[Start of SELECTED PASSAGE]

That's an increase of 80 basis points. To put that in some perspective, the average home price in the U.S. is $266,104. The difference in interest on a home of that value at a 2.65% mortgage rate as opposed to a rate of 3.45% is more than $2,000 annually. Is that enough to dissuade home purchases by millennials? Maybe not. But what happens when rates go to 4.5%? Now you're looking at an additional $4,900 in interest costs on the same value home. You might say 4.5% is way too high for mortgage rates to end in 2022. However, if the Fed ends up raising rates 3-4 times this year, 4.5% on the 30-year mortgage rate is not out of the question.
Retail Sales and Consumer Sentiment. The good news about Fed policy is that we can see real data to let us know how the consumer is responding to higher inflation and higher interest rates. The Retail Sales number for December was released this morning and the data showed a slowdown in spending. The market was expecting a modest slowdown of -0.1%, but the real number was -1.9%. in addition, the preliminary January reading of the University of Michigan's Consumer Sentiment index came in worse than expected.
The projection was for a slight decline of 70.0 for January versus 70.6 for December. However, the preliminary reading was 68.8. In fact, the trend for consumer sentiment has been downward sloping at the same time inflation has been increasing. The reality is that the market is grappling with how much consumer behavior will be effected by rising inflation and higher interest rates and can the economy absorb the new Fed policy of 3-4 interest rate hikes this year.
The markets are already responding by shifting from expensive stocks - technology, communication services, and healthcare - and moving to less expensive stocks - energy, financials, and consumer defensive. We will be watching to see if this becomes a broader trend. However, the S&P, Dow Jones Industrial Average, Nasdaq Composite, and Russell 2000 indices are all lower for the year. It is early, as we are only two weeks into the new year, but the current trend is not good so far.

[End of SELECTED PASSAGE]
[Start of LISTED ENTRIES]

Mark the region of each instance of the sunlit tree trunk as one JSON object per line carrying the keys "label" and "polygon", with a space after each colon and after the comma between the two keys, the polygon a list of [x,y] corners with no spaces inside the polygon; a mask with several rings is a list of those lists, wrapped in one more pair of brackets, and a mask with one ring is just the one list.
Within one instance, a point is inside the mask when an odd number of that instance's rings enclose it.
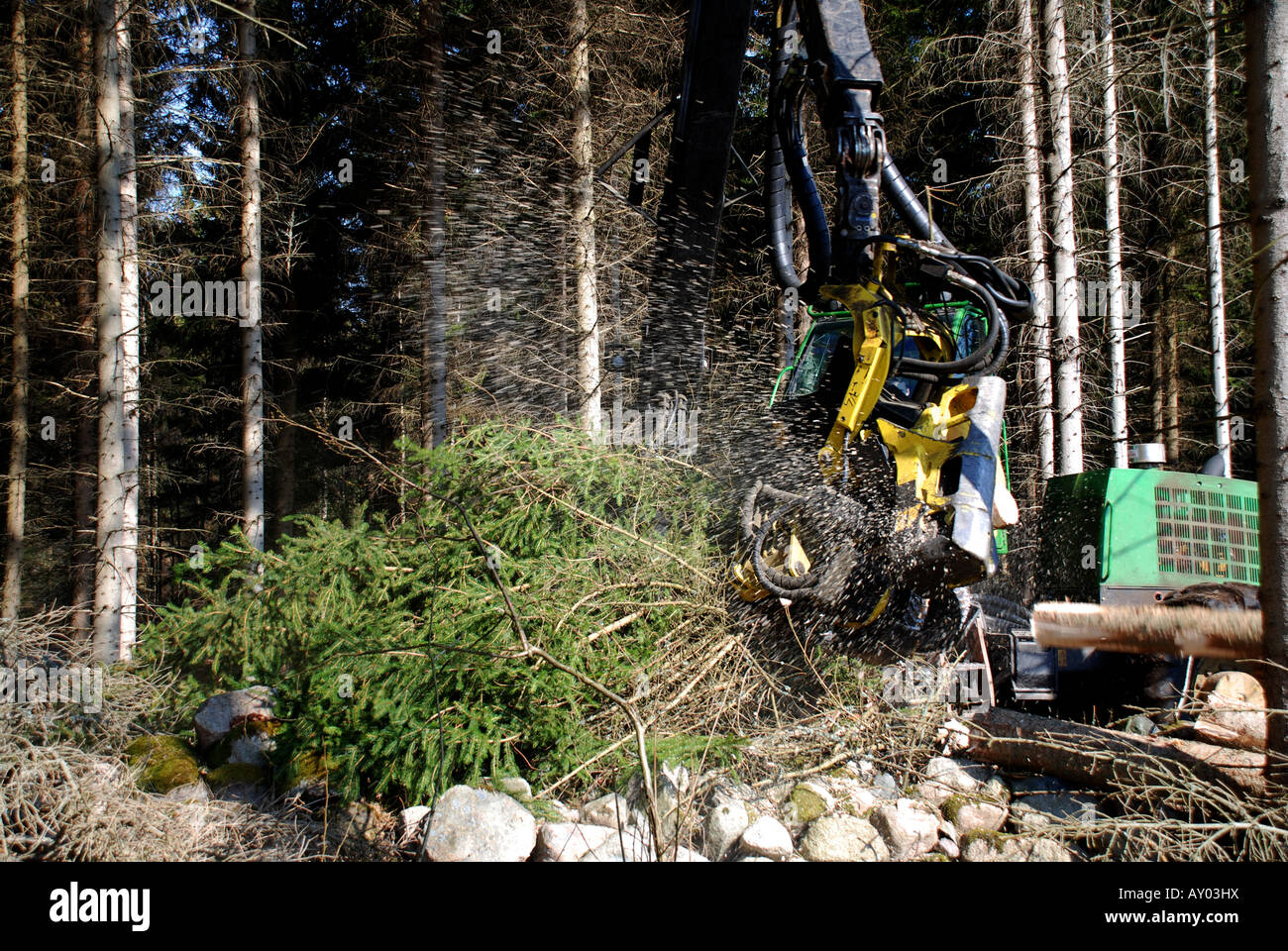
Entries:
{"label": "sunlit tree trunk", "polygon": [[595,281],[595,164],[590,121],[590,15],[586,0],[573,0],[569,19],[573,93],[572,155],[577,164],[573,184],[572,246],[577,276],[577,389],[581,428],[591,436],[601,429],[599,366],[599,300]]}
{"label": "sunlit tree trunk", "polygon": [[242,327],[242,530],[264,550],[264,334],[260,251],[261,182],[259,173],[259,80],[255,75],[255,0],[243,0],[237,18],[237,73],[241,85],[241,280]]}
{"label": "sunlit tree trunk", "polygon": [[1105,232],[1109,277],[1109,441],[1115,469],[1127,468],[1127,352],[1123,343],[1123,236],[1119,215],[1122,169],[1118,165],[1118,75],[1114,66],[1114,6],[1101,6],[1105,113]]}
{"label": "sunlit tree trunk", "polygon": [[133,82],[124,0],[99,0],[94,40],[98,151],[98,566],[94,653],[129,660],[138,545],[139,286]]}
{"label": "sunlit tree trunk", "polygon": [[76,312],[80,326],[77,347],[77,385],[84,387],[85,408],[76,419],[76,476],[72,528],[73,626],[89,638],[94,630],[95,499],[98,482],[98,416],[93,411],[98,396],[94,369],[94,339],[98,332],[98,307],[94,298],[94,27],[89,18],[76,24],[72,57],[76,61],[79,91],[76,115]]}
{"label": "sunlit tree trunk", "polygon": [[13,0],[13,407],[9,421],[9,494],[5,512],[4,599],[0,617],[22,608],[22,545],[27,505],[27,21],[23,0]]}
{"label": "sunlit tree trunk", "polygon": [[1073,204],[1073,119],[1064,36],[1064,0],[1046,0],[1047,72],[1051,75],[1051,244],[1055,276],[1055,406],[1059,472],[1082,472],[1082,347],[1078,327],[1078,259]]}
{"label": "sunlit tree trunk", "polygon": [[1221,156],[1217,148],[1216,0],[1203,3],[1203,155],[1207,195],[1208,316],[1212,321],[1212,398],[1216,451],[1226,476],[1230,468],[1230,393],[1225,366],[1225,265],[1221,255]]}
{"label": "sunlit tree trunk", "polygon": [[1024,232],[1028,278],[1033,290],[1033,388],[1038,414],[1038,477],[1055,476],[1055,427],[1051,416],[1051,283],[1047,274],[1046,204],[1042,198],[1042,143],[1038,133],[1037,46],[1032,0],[1019,0],[1020,131],[1024,146]]}

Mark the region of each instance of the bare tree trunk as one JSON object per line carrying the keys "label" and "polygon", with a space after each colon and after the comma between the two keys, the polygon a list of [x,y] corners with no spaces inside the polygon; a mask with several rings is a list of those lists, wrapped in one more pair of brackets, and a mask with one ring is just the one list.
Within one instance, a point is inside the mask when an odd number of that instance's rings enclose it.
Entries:
{"label": "bare tree trunk", "polygon": [[1078,327],[1078,258],[1073,205],[1073,119],[1064,37],[1064,0],[1045,0],[1047,72],[1051,75],[1054,313],[1060,474],[1082,472],[1082,347]]}
{"label": "bare tree trunk", "polygon": [[1024,137],[1024,228],[1029,286],[1033,289],[1033,388],[1038,411],[1038,477],[1055,476],[1055,424],[1051,416],[1051,283],[1047,276],[1046,205],[1042,200],[1042,147],[1037,110],[1037,46],[1032,0],[1020,8],[1020,126]]}
{"label": "bare tree trunk", "polygon": [[577,274],[577,388],[581,428],[599,436],[599,300],[595,287],[595,153],[590,124],[590,15],[572,0],[569,79],[573,94],[572,157],[577,164],[572,209],[572,267]]}
{"label": "bare tree trunk", "polygon": [[[1266,705],[1288,710],[1288,8],[1248,0],[1245,30]],[[1288,718],[1266,746],[1288,756]]]}
{"label": "bare tree trunk", "polygon": [[[122,101],[131,91],[124,77],[129,63],[125,4],[99,0],[94,40],[98,218],[102,222],[98,241],[99,492],[94,653],[104,662],[130,657],[137,597],[139,311],[133,220],[137,192],[130,140],[133,106]],[[131,412],[133,421],[129,419]]]}
{"label": "bare tree trunk", "polygon": [[1127,468],[1127,352],[1123,343],[1123,236],[1119,216],[1122,169],[1118,165],[1118,73],[1114,66],[1114,8],[1104,0],[1101,8],[1101,43],[1105,70],[1105,231],[1109,277],[1109,439],[1113,466]]}
{"label": "bare tree trunk", "polygon": [[13,415],[9,423],[8,545],[0,617],[22,610],[22,543],[27,506],[27,19],[23,0],[13,0]]}
{"label": "bare tree trunk", "polygon": [[139,188],[134,151],[134,57],[130,49],[130,0],[121,0],[116,43],[121,84],[121,660],[130,660],[138,628],[139,600]]}
{"label": "bare tree trunk", "polygon": [[1221,255],[1221,157],[1216,128],[1216,0],[1203,3],[1203,35],[1207,55],[1203,62],[1203,152],[1207,160],[1208,313],[1212,320],[1212,398],[1216,408],[1216,451],[1230,466],[1230,392],[1225,369],[1225,268]]}
{"label": "bare tree trunk", "polygon": [[[98,308],[94,300],[94,30],[88,21],[76,24],[73,57],[80,79],[80,103],[76,115],[76,312],[80,318],[77,347],[77,381],[84,388],[85,407],[97,402],[98,387],[94,367],[94,338],[98,331]],[[89,638],[94,630],[94,561],[95,561],[95,483],[98,476],[98,419],[84,408],[76,420],[75,527],[72,528],[72,603],[77,634]]]}
{"label": "bare tree trunk", "polygon": [[424,4],[425,68],[421,108],[426,149],[426,300],[420,348],[420,439],[430,448],[447,438],[447,195],[444,178],[443,5]]}
{"label": "bare tree trunk", "polygon": [[[237,73],[241,80],[241,296],[242,327],[242,531],[264,550],[264,332],[261,182],[259,174],[259,82],[255,75],[255,0],[242,0],[237,18]],[[241,299],[241,298],[240,298]]]}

[End of LISTED ENTRIES]

**OBJECTIVE:**
Answer these questions from the market commentary above.
1. What average home price in the U.S. does it give?
2. What was the actual Retail Sales number for December?
3. What was the preliminary January reading of the University of Michigan's Consumer Sentiment index?

**SOLUTION FOR THIS PROBLEM:**
1. $266,104
2. -1.9%
3. 68.8